_Your objective_
Update the data by replacing "baseball pitcher" with "softball pitcher" wherever it occurs, leaving all other text unchanged. Omit the pictures from what you return.

Pointing and labeling data
━━━

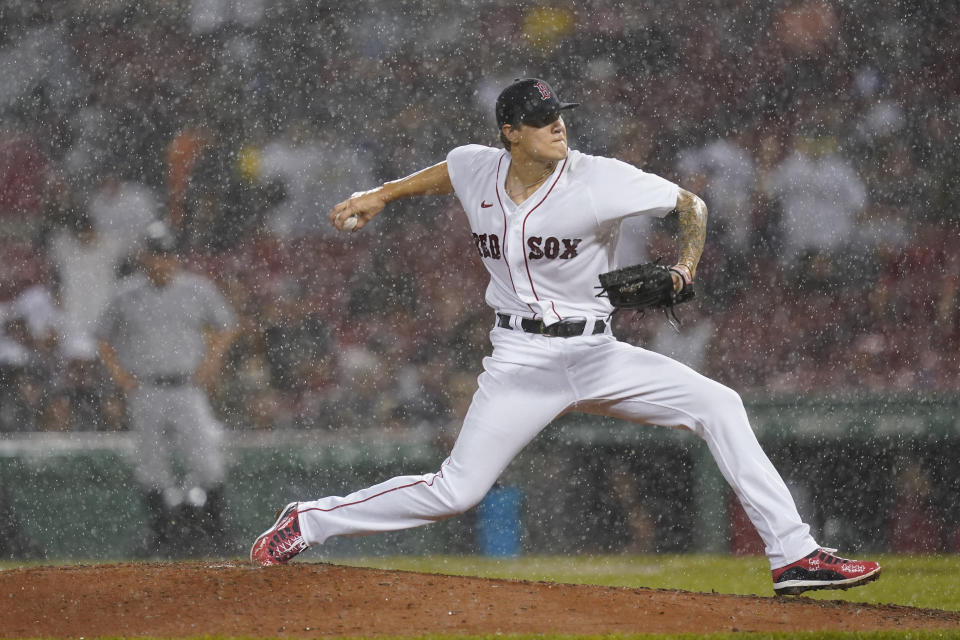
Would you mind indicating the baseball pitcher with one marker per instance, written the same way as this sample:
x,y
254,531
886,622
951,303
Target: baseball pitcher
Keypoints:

━━━

_Task solution_
Would you mind indicating the softball pitcher with one marker per instance, written the same way as this sample:
x,y
254,531
886,622
951,303
Target: softball pitcher
Keypoints:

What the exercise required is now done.